* **Material for this exercise**:
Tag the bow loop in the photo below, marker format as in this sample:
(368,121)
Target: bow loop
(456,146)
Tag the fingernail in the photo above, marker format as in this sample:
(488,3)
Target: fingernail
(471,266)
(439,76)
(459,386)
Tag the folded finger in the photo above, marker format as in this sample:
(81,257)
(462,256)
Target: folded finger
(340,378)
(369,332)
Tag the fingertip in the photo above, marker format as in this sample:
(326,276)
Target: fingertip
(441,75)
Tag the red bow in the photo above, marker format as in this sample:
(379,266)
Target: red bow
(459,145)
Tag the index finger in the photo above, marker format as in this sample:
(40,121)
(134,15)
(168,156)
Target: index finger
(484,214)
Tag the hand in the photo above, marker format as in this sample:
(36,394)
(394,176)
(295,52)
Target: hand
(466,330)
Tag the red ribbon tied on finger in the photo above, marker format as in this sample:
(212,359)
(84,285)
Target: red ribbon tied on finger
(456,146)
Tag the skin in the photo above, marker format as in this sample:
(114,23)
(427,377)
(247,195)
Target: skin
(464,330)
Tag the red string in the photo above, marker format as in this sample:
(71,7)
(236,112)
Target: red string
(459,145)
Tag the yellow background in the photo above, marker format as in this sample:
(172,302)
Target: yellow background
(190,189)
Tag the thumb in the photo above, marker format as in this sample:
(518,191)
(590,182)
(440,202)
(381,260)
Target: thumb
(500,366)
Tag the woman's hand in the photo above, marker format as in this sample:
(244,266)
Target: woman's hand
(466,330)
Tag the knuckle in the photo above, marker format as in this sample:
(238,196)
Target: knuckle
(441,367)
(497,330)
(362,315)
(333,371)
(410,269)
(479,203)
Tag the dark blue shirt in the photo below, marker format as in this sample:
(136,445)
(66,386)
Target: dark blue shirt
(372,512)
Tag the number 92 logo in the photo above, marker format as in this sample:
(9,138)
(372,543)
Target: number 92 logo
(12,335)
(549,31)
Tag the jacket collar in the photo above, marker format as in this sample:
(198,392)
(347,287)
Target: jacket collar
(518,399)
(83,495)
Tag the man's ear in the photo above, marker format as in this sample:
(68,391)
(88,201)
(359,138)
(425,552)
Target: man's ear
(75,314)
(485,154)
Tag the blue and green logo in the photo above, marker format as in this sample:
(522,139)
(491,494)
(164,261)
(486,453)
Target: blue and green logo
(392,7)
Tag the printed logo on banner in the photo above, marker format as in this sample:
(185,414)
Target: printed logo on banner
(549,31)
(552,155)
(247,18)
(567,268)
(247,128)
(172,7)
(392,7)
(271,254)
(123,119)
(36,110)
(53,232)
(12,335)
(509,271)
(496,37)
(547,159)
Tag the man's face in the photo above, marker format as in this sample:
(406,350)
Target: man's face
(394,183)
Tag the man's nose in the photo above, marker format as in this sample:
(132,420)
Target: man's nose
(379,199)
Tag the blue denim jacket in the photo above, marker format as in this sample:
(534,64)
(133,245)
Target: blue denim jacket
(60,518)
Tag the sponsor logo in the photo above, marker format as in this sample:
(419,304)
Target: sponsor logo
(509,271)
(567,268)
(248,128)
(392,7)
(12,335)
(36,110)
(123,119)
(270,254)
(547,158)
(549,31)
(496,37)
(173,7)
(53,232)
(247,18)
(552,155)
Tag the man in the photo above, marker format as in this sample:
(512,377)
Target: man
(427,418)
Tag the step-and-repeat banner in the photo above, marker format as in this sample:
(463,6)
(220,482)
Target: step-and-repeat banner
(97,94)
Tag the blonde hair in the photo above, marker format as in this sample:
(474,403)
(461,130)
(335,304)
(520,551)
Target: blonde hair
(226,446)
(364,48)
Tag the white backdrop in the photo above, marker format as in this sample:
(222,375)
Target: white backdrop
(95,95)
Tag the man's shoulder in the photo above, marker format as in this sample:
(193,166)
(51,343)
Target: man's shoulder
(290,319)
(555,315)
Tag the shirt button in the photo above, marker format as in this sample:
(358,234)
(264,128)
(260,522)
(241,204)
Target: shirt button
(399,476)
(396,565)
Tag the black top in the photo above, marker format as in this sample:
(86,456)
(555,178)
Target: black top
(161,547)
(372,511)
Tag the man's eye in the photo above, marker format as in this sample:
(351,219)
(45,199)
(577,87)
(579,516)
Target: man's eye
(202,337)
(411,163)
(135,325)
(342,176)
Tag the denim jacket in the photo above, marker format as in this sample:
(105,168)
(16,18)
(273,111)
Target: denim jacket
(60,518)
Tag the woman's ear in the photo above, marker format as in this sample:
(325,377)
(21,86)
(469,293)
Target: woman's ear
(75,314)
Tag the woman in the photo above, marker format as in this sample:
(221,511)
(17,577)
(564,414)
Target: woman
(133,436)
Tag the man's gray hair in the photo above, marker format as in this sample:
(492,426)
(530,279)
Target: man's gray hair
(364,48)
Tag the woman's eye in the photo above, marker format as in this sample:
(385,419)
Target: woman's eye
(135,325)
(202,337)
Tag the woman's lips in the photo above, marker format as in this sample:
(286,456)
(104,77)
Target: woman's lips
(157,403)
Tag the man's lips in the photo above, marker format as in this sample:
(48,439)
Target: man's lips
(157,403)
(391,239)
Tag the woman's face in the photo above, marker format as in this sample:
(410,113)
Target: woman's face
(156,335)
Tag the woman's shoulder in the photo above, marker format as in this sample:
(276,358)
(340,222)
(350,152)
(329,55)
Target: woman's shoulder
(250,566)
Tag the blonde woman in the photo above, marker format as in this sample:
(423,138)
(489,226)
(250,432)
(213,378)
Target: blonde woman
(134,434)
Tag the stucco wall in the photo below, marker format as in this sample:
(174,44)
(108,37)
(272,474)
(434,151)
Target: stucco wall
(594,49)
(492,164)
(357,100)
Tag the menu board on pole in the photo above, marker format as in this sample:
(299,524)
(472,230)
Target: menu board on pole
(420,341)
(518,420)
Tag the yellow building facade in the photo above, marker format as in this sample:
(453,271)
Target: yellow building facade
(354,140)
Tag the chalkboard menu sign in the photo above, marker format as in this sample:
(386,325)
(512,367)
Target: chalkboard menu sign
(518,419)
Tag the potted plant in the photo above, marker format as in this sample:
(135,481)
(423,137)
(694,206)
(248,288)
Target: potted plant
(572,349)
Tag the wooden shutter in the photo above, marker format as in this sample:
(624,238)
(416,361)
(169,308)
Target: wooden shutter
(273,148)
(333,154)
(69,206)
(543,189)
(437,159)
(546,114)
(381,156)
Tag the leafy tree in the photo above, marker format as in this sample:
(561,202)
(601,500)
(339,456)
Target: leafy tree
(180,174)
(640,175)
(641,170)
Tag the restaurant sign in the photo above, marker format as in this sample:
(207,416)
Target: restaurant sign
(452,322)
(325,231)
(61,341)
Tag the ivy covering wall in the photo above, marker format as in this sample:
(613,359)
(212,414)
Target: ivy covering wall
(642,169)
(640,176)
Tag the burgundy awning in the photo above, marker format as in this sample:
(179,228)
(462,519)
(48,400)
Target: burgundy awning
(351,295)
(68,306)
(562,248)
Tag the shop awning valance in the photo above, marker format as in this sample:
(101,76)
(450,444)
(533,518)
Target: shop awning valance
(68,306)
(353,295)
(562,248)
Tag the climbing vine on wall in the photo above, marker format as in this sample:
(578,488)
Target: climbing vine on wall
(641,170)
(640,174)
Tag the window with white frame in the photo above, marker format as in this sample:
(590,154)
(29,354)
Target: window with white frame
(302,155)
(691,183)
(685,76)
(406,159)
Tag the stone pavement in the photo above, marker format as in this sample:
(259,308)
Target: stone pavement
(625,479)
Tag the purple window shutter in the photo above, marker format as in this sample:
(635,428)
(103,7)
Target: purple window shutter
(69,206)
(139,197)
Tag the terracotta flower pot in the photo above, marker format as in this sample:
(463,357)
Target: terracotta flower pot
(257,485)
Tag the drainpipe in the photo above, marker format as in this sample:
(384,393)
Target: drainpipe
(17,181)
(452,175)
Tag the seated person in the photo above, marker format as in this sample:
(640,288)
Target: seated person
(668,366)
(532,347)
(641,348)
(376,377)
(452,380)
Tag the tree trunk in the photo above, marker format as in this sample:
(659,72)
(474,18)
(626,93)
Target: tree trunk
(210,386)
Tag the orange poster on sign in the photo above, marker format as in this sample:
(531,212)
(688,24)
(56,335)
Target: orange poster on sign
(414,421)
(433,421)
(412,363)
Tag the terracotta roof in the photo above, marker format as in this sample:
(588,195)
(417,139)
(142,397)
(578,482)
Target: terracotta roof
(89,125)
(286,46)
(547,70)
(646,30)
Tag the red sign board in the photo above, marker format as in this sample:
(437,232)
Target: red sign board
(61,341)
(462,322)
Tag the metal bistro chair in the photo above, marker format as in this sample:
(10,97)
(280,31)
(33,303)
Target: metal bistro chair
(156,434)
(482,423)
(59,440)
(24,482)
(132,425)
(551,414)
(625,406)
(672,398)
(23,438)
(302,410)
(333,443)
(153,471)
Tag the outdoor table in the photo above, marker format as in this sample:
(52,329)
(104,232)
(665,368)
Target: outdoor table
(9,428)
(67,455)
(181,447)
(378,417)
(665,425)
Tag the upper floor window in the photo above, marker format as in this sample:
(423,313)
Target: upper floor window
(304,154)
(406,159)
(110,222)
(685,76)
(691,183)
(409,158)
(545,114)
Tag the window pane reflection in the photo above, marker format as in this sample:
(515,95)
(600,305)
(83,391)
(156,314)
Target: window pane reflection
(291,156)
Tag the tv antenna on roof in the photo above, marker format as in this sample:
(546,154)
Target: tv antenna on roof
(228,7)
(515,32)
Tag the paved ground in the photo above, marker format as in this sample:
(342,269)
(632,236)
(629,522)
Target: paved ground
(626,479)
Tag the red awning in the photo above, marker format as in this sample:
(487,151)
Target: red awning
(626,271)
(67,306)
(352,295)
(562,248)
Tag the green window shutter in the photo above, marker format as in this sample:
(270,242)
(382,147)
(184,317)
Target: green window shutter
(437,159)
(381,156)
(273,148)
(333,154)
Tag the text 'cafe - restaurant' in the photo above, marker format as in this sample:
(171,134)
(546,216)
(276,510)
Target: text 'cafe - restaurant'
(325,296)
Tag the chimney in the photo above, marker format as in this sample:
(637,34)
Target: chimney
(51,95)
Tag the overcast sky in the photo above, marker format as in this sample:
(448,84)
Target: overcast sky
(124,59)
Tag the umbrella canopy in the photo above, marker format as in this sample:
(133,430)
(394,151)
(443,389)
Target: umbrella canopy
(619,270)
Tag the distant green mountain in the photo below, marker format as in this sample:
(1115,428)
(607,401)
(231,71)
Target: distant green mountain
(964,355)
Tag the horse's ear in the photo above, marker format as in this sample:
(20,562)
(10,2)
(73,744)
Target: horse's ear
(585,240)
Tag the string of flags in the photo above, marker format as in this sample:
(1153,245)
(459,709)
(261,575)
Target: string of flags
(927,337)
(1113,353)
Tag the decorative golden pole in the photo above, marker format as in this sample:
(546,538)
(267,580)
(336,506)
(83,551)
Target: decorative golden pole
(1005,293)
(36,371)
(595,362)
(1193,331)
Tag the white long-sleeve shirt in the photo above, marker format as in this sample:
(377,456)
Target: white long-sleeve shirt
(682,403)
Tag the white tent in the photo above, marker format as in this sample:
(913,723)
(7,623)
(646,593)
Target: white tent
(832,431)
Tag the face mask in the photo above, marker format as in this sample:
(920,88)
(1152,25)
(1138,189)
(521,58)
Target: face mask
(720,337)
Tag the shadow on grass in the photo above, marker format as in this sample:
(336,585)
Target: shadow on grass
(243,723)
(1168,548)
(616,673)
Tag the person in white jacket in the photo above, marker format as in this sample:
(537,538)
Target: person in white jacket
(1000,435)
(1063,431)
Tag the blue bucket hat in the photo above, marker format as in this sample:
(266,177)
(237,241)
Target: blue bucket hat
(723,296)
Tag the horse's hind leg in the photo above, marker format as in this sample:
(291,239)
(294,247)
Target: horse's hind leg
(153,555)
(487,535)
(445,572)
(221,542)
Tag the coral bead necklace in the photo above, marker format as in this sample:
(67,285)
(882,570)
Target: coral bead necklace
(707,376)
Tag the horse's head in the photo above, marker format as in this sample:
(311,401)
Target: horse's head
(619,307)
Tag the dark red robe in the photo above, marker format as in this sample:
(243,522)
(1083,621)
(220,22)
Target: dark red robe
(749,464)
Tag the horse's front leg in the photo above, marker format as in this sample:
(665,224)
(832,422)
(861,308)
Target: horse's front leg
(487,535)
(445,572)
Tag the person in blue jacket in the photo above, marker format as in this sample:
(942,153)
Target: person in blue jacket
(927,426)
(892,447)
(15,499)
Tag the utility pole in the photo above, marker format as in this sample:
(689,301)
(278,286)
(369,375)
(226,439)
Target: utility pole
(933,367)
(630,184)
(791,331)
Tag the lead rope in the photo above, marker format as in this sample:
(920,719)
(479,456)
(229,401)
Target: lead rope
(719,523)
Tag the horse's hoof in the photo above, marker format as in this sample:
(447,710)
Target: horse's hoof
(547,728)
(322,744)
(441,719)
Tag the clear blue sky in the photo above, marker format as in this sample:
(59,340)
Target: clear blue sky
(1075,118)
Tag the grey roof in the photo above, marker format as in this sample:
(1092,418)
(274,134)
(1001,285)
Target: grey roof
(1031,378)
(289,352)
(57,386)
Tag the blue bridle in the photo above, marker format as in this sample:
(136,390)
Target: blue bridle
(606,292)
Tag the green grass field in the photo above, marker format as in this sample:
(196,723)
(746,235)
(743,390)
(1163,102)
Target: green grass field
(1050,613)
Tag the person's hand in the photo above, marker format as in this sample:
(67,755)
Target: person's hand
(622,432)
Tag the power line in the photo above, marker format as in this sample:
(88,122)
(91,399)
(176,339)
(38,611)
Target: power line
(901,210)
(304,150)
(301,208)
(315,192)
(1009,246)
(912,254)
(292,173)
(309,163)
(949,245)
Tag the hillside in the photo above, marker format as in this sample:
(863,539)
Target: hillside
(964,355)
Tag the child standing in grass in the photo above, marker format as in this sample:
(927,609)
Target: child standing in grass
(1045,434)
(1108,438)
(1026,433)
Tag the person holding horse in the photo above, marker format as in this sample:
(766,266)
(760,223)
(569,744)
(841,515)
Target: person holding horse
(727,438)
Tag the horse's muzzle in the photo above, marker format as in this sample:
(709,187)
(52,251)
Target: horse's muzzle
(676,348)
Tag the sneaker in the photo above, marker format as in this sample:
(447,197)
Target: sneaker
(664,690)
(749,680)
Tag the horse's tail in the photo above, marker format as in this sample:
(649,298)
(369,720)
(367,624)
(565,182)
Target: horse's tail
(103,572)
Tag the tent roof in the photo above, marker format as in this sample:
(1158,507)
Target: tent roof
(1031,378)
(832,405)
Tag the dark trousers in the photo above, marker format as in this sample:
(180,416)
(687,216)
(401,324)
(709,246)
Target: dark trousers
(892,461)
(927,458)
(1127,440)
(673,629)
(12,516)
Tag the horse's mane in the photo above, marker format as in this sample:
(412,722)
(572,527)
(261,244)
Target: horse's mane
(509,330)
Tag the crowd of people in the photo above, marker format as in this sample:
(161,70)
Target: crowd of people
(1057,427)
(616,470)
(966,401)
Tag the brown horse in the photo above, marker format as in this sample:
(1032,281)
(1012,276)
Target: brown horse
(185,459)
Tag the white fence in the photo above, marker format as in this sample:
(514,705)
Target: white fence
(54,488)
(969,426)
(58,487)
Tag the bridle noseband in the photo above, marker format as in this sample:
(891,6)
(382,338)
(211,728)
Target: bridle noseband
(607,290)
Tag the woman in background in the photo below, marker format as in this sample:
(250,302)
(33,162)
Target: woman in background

* **Aim**: Retype only the lines running from the line with "Tag the brown" to the end of the listing, including both of those lines.

* **Written response**:
Tag the brown horse in the photo above, marker format as in this sample:
(1032,281)
(1012,276)
Target: brown horse
(185,459)
Tag the white fence in the photo above, marker format as in this sample:
(514,705)
Target: white fence
(54,488)
(969,426)
(58,487)
Tag the bridle noseband in the photo above, marker format as in this sample:
(891,6)
(382,338)
(211,728)
Target: bridle noseband
(607,290)
Tag the woman in background in the photo below, marker format as in this sample:
(250,302)
(33,162)
Target: woman in background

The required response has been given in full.